──────── Material provided
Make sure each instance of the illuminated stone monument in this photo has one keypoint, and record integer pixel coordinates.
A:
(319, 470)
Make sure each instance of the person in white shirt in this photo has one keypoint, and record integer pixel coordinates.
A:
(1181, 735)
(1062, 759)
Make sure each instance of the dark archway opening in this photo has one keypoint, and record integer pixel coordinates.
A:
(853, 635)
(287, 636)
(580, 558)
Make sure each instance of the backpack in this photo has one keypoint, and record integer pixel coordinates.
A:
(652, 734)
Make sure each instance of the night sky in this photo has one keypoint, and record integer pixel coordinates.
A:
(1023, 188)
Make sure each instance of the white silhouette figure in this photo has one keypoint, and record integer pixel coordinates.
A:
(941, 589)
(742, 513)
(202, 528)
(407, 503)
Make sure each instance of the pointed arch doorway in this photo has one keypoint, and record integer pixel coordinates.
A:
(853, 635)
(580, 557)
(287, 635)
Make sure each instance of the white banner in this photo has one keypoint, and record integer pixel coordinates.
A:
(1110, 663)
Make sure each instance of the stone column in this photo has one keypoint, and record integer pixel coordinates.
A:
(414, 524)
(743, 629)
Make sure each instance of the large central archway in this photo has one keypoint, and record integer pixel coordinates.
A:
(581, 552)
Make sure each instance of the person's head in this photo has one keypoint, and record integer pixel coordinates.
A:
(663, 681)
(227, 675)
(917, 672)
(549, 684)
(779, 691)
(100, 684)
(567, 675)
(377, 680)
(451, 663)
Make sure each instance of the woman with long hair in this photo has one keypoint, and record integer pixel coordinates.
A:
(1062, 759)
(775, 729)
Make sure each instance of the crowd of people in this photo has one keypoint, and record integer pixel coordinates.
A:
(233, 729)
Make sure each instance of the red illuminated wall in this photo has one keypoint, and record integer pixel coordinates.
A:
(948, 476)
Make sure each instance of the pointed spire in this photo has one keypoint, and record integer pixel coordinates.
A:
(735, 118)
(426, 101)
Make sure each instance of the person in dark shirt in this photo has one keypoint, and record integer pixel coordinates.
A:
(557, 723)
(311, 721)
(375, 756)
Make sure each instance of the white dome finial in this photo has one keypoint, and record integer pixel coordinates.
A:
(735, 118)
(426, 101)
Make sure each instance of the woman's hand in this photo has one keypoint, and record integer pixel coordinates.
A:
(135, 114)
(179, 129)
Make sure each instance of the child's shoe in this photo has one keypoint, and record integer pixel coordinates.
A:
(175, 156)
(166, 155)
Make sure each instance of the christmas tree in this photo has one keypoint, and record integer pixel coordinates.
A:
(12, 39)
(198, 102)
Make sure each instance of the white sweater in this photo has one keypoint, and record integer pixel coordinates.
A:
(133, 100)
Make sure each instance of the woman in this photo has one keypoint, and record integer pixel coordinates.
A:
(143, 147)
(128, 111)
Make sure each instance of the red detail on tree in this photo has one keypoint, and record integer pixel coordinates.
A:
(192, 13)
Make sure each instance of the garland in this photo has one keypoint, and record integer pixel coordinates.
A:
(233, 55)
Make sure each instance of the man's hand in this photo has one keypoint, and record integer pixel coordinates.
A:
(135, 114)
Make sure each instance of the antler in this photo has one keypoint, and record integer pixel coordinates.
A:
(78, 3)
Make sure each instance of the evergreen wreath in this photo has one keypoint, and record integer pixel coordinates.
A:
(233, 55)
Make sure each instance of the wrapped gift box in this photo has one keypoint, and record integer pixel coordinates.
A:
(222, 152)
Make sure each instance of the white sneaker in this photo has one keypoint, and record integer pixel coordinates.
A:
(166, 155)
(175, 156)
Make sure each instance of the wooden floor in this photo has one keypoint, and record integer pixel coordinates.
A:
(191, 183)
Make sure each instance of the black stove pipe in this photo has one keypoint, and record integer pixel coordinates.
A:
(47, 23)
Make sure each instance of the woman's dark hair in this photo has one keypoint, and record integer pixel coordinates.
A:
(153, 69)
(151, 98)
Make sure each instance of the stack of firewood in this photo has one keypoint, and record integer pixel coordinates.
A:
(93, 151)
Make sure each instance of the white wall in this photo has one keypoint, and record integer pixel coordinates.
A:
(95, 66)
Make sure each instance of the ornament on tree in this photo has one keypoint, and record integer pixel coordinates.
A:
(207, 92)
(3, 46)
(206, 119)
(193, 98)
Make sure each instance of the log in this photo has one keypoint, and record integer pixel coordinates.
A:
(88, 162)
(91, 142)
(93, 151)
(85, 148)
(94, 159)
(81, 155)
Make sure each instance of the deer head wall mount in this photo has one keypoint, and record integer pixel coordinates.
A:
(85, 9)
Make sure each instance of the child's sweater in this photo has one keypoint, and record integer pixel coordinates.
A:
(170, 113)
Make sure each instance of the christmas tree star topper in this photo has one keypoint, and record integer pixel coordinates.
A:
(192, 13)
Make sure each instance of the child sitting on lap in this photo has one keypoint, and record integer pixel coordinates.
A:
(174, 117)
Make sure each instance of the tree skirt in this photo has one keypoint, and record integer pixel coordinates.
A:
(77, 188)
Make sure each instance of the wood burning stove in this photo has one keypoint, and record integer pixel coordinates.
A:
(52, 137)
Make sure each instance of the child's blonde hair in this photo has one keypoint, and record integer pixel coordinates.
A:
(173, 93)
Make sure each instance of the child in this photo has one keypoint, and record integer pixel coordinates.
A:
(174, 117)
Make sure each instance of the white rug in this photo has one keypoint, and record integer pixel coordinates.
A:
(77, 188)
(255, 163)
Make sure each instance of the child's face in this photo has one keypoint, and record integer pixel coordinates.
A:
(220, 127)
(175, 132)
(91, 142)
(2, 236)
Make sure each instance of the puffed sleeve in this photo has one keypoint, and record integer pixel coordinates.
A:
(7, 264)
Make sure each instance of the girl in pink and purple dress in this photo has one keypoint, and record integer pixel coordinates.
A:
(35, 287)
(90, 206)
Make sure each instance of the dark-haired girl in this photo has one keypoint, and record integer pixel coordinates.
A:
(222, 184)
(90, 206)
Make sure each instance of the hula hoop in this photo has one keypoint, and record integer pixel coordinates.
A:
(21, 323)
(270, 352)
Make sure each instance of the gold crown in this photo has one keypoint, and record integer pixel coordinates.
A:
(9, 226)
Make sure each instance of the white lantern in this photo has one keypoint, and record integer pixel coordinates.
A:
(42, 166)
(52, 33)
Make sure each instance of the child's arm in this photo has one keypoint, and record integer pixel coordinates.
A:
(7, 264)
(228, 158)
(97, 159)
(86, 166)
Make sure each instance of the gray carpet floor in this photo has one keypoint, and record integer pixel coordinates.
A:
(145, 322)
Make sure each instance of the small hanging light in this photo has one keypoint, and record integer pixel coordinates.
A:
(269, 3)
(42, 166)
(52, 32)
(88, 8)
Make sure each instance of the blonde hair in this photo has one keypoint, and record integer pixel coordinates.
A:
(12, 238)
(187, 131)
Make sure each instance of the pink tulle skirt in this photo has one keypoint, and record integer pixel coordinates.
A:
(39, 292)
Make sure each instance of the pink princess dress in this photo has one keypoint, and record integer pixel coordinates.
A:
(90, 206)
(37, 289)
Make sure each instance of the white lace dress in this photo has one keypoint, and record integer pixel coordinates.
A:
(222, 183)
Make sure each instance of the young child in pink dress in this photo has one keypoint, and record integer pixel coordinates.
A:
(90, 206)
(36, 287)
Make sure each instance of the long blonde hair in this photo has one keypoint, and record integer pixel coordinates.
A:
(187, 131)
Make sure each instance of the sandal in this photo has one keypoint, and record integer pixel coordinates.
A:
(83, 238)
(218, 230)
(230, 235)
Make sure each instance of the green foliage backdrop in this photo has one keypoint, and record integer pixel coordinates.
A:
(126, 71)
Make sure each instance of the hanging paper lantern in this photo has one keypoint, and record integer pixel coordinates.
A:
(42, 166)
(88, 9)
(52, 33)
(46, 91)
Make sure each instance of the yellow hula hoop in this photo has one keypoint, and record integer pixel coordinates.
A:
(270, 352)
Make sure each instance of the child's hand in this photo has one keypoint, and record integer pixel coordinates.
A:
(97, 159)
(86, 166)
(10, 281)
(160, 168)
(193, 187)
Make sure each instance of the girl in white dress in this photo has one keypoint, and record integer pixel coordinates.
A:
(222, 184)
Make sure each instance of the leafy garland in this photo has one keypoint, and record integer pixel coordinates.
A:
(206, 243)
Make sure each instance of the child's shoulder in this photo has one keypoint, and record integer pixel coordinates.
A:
────────────────
Please copy each line of the material that has the string "wall" somewhere in it.

### Result
Make sure each instance of the red illuminated wall in this photo has one keypoint, and record integer pixel coordinates.
Make sure each instance of the white wall in this photo has one keypoint, and record integer pixel coordinates.
Make sure each instance of the deer head wall mount in this photo has one keypoint, and record integer pixel coordinates.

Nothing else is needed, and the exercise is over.